Given exercise:
Copy out the passage below on the dombyra musician Assylbek Yensepov, from "Assylbek Yensepov (Асылбек" to "modern electronic music.".

start Text section

Assylbek Yensepov (Асылбек Жасаралұлы Еңсепов, Asylbek Jasaralūly Eñsepov) is a Kazakh musician who utilizes the traditional national two string instrument, the dombyra. He is considered the first to merge the traditional Kazakh melodies to modern electronic music.

He was born in 1980 in Aktobe. His father Zhasaral, a composer, was the director of a music school; his mother Farida stayed at home. He has two brothers: Aybek (designer) and Syrym (singer). Following a typical parcours in classical musical education, he graduated from A. Zhubanova musical school and Kurmagazy national conservatory in Almaty in Kazakhstan.

==Discography==

– Adai (2010)

end Text section
start Supplied records

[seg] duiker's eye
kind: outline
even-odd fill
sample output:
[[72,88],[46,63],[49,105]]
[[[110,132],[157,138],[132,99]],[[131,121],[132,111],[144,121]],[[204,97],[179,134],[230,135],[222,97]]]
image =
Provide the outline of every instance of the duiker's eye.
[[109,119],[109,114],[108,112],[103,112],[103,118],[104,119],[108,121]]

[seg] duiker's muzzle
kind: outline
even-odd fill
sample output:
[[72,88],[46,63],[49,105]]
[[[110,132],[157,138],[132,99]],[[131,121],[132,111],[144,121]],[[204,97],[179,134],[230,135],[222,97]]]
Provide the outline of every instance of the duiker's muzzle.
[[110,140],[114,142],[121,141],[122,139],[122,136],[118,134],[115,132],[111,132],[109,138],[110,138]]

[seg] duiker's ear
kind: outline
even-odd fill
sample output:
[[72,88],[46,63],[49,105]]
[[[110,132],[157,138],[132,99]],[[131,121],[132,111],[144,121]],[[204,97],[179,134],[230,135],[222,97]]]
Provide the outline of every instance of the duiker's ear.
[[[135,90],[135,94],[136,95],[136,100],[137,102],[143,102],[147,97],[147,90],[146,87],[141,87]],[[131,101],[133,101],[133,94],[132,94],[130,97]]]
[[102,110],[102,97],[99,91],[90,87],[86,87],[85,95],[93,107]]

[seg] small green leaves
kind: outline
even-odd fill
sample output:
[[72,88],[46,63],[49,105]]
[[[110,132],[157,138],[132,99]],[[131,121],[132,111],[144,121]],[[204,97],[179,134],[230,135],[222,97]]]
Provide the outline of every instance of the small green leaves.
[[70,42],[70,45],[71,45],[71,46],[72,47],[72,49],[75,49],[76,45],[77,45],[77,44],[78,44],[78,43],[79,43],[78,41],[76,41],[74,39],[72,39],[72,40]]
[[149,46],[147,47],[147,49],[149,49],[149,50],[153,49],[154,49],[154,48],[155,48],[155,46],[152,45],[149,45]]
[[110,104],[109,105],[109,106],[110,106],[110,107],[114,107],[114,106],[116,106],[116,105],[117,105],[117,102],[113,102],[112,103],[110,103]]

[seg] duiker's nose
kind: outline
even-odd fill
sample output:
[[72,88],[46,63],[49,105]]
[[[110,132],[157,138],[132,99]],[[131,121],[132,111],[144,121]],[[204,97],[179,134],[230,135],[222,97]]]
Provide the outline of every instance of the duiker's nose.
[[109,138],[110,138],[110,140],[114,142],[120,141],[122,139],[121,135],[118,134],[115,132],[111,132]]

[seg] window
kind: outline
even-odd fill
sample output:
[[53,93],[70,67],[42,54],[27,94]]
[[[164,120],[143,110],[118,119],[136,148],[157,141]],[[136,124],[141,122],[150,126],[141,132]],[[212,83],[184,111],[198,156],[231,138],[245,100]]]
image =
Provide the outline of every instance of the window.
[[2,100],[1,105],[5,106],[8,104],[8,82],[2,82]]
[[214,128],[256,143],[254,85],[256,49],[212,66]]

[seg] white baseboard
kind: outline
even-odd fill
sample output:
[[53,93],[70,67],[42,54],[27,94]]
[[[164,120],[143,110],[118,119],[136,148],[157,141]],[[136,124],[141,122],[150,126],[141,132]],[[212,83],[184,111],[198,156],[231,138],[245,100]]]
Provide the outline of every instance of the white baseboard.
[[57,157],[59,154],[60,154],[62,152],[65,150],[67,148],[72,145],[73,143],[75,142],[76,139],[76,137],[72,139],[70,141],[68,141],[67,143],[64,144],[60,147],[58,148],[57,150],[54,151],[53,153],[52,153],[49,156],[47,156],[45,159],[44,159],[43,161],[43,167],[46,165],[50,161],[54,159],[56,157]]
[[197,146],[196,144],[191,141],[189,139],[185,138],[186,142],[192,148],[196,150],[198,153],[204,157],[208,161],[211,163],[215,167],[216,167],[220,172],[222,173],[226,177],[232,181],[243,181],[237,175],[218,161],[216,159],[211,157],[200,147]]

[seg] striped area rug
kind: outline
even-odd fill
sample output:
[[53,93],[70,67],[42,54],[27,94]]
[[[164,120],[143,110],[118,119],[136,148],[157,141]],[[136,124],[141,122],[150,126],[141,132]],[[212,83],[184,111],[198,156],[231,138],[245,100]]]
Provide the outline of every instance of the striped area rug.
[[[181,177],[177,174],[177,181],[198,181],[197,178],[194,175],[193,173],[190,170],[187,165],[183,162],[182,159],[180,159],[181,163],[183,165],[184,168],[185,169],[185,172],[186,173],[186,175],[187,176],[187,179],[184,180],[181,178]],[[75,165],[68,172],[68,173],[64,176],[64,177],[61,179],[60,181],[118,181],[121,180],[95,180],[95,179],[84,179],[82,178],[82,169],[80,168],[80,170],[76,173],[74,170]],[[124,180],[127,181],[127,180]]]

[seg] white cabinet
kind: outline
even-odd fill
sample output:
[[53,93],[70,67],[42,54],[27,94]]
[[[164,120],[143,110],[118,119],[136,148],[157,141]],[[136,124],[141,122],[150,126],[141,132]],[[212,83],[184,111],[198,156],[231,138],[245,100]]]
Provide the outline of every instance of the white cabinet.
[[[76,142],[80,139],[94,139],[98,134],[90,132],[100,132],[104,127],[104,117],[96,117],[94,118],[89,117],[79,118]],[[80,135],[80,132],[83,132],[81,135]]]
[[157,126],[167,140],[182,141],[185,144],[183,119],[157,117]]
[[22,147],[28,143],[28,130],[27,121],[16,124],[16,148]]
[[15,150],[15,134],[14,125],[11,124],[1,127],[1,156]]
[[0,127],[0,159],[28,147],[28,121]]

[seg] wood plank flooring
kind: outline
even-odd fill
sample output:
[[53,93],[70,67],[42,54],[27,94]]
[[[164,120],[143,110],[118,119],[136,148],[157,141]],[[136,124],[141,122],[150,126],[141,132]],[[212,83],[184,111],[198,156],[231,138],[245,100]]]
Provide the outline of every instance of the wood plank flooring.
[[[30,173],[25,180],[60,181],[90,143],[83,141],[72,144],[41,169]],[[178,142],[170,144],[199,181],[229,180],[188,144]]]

end Supplied records

Solution to this task:
Assylbek Yensepov (Асылбек Жасаралұлы Еңсепов, Asylbek Jasaralūly Eñsepov) is a Kazakh musician who utilizes the traditional national two string instrument, the dombyra. He is considered the first to merge the traditional Kazakh melodies to modern electronic music.